** Set exercise **
Only the pictures are left out: repeat the rest of the entries exactly.

** Data for processing **
━━━━━━━━━━

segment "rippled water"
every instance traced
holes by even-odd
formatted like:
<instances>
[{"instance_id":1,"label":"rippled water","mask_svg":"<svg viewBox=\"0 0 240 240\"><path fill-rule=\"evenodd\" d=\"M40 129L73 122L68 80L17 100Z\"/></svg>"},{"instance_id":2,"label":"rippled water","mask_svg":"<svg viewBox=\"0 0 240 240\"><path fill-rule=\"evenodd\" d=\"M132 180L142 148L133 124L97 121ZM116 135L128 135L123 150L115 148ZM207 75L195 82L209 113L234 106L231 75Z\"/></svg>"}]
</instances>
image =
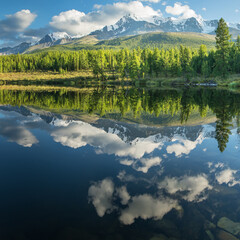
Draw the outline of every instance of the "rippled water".
<instances>
[{"instance_id":1,"label":"rippled water","mask_svg":"<svg viewBox=\"0 0 240 240\"><path fill-rule=\"evenodd\" d=\"M0 239L238 239L240 95L0 90Z\"/></svg>"}]
</instances>

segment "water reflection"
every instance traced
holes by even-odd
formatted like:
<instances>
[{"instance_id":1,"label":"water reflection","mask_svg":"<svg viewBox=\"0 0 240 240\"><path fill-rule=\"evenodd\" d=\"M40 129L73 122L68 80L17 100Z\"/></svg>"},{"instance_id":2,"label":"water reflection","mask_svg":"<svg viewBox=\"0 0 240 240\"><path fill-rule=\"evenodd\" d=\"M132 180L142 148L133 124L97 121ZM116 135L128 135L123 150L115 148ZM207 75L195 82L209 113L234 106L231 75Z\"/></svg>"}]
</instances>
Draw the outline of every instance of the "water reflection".
<instances>
[{"instance_id":1,"label":"water reflection","mask_svg":"<svg viewBox=\"0 0 240 240\"><path fill-rule=\"evenodd\" d=\"M63 199L67 214L57 212L66 218L70 211L71 220L60 225L78 228L73 219L82 217L79 221L95 234L93 239L239 238L239 95L216 90L108 91L0 91L2 104L9 104L0 107L1 144L18 149L22 158L46 153L48 162L41 159L46 165L42 163L40 175L51 165L58 169L59 161L77 185L70 200ZM122 102L125 96L129 102ZM24 106L11 105L19 100ZM8 156L11 161L14 157ZM73 162L83 165L71 168ZM56 174L53 193L71 190L62 181ZM39 186L32 190L35 194ZM76 191L79 203L73 207ZM50 206L46 212L54 208Z\"/></svg>"}]
</instances>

━━━━━━━━━━

** Reply to the exercise **
segment "rippled water"
every instance traced
holes by even-odd
formatted like:
<instances>
[{"instance_id":1,"label":"rippled water","mask_svg":"<svg viewBox=\"0 0 240 240\"><path fill-rule=\"evenodd\" d=\"M40 129L73 122L68 80L17 100Z\"/></svg>"},{"instance_id":2,"label":"rippled water","mask_svg":"<svg viewBox=\"0 0 240 240\"><path fill-rule=\"evenodd\" d=\"M132 180L142 148L133 124L97 121ZM116 135L128 135L123 150L115 148ZM207 75L195 82L209 113L234 106L231 75Z\"/></svg>"}]
</instances>
image =
Draw the outline of every instance of the "rippled water".
<instances>
[{"instance_id":1,"label":"rippled water","mask_svg":"<svg viewBox=\"0 0 240 240\"><path fill-rule=\"evenodd\" d=\"M0 239L238 239L240 95L0 90Z\"/></svg>"}]
</instances>

segment "water reflection"
every instance traced
holes by even-odd
formatted like:
<instances>
[{"instance_id":1,"label":"water reflection","mask_svg":"<svg viewBox=\"0 0 240 240\"><path fill-rule=\"evenodd\" d=\"M40 129L73 122L68 80L17 100Z\"/></svg>"},{"instance_id":2,"label":"water reflection","mask_svg":"<svg viewBox=\"0 0 240 240\"><path fill-rule=\"evenodd\" d=\"M132 180L142 148L133 124L97 121ZM116 135L128 135L123 150L115 148ZM207 75L195 82L209 113L234 106L231 75Z\"/></svg>"}]
</instances>
Draw the outline of every instance of the "water reflection".
<instances>
[{"instance_id":1,"label":"water reflection","mask_svg":"<svg viewBox=\"0 0 240 240\"><path fill-rule=\"evenodd\" d=\"M63 199L67 214L57 212L66 218L70 211L71 220L60 225L78 228L73 219L82 217L79 221L95 234L93 239L239 238L239 95L216 90L108 91L0 91L2 104L9 104L0 107L1 144L18 149L22 158L46 153L48 162L41 159L46 165L42 163L40 175L51 165L58 169L59 161L77 185L70 200ZM122 102L125 96L129 102ZM24 106L11 105L19 100ZM8 156L11 161L14 157ZM73 162L83 165L71 168ZM56 174L53 193L71 190L62 181ZM39 186L32 190L35 194ZM76 191L79 203L73 207ZM50 206L46 212L54 208Z\"/></svg>"}]
</instances>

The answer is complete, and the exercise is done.